[Start RECORDS FOR THIS TASK]

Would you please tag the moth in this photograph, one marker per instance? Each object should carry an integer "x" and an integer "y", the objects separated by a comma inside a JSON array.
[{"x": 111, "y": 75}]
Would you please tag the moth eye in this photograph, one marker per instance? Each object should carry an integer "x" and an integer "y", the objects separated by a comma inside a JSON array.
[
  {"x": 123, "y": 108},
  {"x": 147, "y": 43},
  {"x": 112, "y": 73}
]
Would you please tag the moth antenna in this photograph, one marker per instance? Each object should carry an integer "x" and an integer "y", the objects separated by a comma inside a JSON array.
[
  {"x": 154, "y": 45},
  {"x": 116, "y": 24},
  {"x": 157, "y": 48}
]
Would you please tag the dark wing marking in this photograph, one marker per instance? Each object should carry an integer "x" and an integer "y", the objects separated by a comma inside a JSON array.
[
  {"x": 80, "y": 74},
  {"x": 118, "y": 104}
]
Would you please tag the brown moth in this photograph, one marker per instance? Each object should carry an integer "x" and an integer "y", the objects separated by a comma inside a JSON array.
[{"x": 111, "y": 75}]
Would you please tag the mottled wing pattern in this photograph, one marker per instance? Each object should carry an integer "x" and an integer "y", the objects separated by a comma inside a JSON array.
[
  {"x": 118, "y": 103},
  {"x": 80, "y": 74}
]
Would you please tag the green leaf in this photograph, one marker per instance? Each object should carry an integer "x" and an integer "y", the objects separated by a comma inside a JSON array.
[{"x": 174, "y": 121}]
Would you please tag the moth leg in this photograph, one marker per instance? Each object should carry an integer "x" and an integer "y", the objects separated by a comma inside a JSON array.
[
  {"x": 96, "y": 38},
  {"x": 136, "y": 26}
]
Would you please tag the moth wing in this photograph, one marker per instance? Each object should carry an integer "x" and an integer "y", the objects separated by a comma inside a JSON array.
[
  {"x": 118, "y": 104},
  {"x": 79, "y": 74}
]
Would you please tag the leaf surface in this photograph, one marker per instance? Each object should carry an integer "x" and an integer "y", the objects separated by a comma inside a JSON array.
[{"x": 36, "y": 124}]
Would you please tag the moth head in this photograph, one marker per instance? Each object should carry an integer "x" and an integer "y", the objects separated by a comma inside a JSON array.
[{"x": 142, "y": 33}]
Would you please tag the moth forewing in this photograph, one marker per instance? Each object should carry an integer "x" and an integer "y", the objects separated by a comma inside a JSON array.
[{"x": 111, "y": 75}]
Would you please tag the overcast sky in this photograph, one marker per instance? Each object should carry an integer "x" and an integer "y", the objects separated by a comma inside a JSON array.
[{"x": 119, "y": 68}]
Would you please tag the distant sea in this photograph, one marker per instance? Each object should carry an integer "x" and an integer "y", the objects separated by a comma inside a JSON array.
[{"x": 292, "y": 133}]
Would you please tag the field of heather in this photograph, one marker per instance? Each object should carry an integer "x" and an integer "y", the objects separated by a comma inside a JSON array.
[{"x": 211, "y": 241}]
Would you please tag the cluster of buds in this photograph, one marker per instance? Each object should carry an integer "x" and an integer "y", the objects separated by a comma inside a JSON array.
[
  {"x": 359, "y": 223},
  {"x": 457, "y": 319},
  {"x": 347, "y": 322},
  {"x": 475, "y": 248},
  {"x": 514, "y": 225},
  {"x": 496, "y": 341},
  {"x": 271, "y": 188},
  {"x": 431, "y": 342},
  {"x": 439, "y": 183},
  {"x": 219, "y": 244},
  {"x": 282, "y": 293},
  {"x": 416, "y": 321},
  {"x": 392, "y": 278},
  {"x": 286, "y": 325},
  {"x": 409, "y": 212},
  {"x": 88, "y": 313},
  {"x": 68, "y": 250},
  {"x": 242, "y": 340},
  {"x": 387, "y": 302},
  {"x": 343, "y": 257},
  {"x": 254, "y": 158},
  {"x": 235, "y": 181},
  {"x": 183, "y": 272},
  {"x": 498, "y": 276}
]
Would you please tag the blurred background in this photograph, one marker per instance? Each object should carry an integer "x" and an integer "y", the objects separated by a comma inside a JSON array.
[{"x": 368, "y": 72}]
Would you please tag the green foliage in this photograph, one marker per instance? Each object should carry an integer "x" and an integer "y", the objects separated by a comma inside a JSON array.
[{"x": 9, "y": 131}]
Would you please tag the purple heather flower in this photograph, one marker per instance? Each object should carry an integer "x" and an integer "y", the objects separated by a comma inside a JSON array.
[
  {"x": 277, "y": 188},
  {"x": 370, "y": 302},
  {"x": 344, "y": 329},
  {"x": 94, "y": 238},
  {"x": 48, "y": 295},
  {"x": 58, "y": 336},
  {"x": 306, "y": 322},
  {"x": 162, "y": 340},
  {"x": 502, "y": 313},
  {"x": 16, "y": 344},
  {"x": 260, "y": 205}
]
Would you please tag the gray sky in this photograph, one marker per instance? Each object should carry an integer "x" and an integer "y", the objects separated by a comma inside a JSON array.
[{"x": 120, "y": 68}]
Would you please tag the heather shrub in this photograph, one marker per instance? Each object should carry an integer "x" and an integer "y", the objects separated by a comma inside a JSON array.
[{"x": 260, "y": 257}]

[End RECORDS FOR THIS TASK]
[Start RECORDS FOR THIS TASK]

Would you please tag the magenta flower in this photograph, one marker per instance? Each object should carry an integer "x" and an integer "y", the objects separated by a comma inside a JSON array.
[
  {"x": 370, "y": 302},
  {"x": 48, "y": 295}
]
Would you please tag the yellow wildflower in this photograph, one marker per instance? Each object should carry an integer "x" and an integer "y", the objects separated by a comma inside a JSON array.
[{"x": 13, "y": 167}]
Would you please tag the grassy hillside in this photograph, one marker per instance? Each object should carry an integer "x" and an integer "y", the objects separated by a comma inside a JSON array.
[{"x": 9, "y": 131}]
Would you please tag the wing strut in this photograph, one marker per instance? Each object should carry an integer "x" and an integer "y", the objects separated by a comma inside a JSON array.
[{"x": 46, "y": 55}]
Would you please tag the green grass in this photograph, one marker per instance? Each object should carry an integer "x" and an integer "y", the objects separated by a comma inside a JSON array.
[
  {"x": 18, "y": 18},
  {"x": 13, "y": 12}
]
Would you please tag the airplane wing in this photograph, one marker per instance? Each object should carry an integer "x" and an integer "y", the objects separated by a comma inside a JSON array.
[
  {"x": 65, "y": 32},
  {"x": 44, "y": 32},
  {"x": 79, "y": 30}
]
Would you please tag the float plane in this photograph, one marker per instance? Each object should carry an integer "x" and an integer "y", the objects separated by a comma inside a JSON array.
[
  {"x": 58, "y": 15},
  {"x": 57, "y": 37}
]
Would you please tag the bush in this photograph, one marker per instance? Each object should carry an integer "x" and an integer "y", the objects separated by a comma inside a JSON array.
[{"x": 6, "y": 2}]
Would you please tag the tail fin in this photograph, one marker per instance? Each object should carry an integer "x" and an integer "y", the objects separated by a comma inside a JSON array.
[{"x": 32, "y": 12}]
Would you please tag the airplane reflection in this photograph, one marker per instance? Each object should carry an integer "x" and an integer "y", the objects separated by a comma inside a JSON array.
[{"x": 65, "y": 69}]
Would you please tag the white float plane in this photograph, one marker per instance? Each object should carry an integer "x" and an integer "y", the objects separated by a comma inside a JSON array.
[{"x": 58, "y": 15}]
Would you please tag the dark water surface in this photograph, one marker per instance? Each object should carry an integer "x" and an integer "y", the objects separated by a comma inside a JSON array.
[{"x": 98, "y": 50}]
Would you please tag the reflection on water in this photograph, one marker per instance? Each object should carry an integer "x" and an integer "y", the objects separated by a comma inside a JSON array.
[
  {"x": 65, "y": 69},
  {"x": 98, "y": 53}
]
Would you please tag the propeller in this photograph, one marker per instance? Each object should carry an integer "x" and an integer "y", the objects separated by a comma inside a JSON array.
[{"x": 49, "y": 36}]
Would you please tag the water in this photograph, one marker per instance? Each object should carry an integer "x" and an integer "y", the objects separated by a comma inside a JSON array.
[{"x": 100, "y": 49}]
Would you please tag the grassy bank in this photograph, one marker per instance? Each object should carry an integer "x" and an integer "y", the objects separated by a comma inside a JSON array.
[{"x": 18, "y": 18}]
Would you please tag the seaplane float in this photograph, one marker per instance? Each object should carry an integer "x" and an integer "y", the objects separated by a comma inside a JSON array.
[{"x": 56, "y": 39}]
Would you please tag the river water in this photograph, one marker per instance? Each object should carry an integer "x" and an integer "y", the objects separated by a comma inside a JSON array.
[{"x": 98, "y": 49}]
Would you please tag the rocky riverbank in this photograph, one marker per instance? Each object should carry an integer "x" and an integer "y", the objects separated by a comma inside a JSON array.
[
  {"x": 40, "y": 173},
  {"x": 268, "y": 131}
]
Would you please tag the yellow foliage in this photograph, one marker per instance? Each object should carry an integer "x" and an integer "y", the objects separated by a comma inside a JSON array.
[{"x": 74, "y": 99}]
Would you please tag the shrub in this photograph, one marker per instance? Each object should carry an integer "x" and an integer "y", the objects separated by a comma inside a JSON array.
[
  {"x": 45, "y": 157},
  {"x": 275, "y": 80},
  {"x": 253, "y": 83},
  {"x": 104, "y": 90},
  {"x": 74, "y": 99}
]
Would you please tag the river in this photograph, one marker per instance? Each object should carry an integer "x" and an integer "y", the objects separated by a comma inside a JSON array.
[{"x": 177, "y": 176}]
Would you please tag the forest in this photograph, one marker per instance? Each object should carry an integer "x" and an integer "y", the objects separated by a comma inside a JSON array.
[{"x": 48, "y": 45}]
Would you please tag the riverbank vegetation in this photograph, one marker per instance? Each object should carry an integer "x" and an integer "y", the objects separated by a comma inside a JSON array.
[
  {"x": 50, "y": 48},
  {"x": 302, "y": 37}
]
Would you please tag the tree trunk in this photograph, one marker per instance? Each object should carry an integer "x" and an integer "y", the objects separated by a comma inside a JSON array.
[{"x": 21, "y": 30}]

[End RECORDS FOR THIS TASK]

• [WRITTEN TASK]:
Find every line in the records above that contains the word "airplane" and copy each one out. Case counts.

• [EXERCISE RESULT]:
Would you please tag the airplane wing in this photograph, one marker per instance? Each object should carry an integer "x" and an integer "y", the objects separated by a comma inside a JSON array.
Would you please tag the airplane reflection in this photograph, one marker per instance? Each object should carry an integer "x" and an integer "y", the objects separated by a comma inside a JSON array.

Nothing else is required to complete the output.